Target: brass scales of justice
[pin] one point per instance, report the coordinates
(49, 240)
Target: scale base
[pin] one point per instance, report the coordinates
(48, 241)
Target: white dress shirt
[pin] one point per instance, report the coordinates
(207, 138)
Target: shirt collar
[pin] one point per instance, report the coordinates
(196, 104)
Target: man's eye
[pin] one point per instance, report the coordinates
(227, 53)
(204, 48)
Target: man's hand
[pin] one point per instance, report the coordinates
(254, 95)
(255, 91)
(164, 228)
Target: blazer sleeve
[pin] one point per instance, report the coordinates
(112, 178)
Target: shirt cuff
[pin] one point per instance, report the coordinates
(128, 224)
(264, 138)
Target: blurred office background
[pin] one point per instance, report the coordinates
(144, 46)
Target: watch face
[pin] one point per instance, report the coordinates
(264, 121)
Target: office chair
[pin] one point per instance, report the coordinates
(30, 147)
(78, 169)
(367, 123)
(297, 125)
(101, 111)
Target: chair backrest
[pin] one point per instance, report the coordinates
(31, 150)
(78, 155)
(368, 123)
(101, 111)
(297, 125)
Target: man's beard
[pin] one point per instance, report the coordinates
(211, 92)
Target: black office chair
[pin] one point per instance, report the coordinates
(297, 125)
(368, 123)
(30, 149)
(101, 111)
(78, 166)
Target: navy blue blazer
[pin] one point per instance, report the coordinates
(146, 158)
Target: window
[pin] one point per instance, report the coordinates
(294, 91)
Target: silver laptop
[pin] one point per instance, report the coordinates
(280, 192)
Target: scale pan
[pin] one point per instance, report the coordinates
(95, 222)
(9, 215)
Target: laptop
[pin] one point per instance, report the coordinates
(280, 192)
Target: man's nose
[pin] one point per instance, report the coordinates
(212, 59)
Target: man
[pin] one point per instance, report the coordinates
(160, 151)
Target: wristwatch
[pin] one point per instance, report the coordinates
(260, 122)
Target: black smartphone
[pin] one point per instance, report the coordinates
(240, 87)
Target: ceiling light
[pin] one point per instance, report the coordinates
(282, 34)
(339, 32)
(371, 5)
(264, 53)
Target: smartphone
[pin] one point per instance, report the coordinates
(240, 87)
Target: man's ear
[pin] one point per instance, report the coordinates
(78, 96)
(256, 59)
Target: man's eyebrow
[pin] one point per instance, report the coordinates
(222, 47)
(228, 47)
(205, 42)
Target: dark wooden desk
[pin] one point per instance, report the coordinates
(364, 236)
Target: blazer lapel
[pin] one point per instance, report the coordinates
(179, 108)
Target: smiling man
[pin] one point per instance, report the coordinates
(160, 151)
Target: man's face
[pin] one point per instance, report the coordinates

--------------------

Copy every one of the records above word for word, with nothing added, dropped, or changed.

Target: brass scales of justice
[pin] one point per instance, report the coordinates
(49, 240)
Target: scale base
[pin] one point per instance, report the coordinates
(48, 241)
Target: white dress shirt
[pin] one point per instance, report the coordinates
(207, 138)
Target: shirt collar
[pin] one point per instance, report the coordinates
(196, 104)
Target: man's eye
[pin] one point per instance, report the coordinates
(227, 53)
(204, 48)
Target: man's hand
[pin] one point per instance, report the coordinates
(254, 95)
(255, 91)
(164, 228)
Target: blazer sleeve
[pin] one point per instance, report the coordinates
(112, 178)
Target: shirt cuff
[pin] one point per instance, report the coordinates
(128, 224)
(264, 138)
Target: blurred office background
[pin] one point per instance, report the coordinates
(144, 46)
Target: watch face
[pin] one point per instance, report the coordinates
(264, 121)
Target: office chair
[pin] one point per instance, report the coordinates
(30, 147)
(78, 169)
(367, 123)
(297, 125)
(101, 111)
Target: chair backrest
[pin] one point per instance, report the coordinates
(31, 150)
(78, 155)
(368, 123)
(101, 111)
(297, 125)
Target: man's beard
[pin] one point per instance, report the coordinates
(211, 92)
Target: black office chair
[pin] one point per instance, report the coordinates
(297, 125)
(368, 123)
(30, 149)
(101, 111)
(78, 166)
Target: navy blue blazer
[pin] one point per instance, report the coordinates
(146, 158)
Target: window
[pin] one point per instance, report the coordinates
(294, 91)
Target: silver laptop
[pin] one point per instance, report the coordinates
(280, 192)
Target: scale pan
[pin] one point per instance, report the coordinates
(95, 222)
(9, 215)
Target: laptop
[pin] one point per instance, report the coordinates
(280, 192)
Target: man's nose
[pin] one point per instance, report the coordinates
(212, 59)
Target: man
[pin] one point per instance, report the coordinates
(160, 151)
Target: wristwatch
[pin] one point per instance, report the coordinates
(260, 122)
Target: black smartphone
[pin] one point per instance, report the coordinates
(240, 87)
Target: ceiling light
[pin] one point per instance, report the coordinates
(282, 34)
(339, 32)
(371, 5)
(264, 53)
Target: smartphone
[pin] one point per instance, report the coordinates
(240, 87)
Target: man's ear
[pin] one point per instance, report the coordinates
(78, 96)
(256, 59)
Target: man's eyebrow
[pin] one point per instance, report the coordinates
(222, 47)
(228, 47)
(205, 42)
Target: dark wooden desk
[pin] one point per instance, report the coordinates
(364, 236)
Target: blazer lapel
[pin] one point per instance, report the coordinates
(179, 108)
Target: smiling man
[pin] one point per instance, report the coordinates
(160, 151)
Target: man's face
[pin] one point per instance, report the coordinates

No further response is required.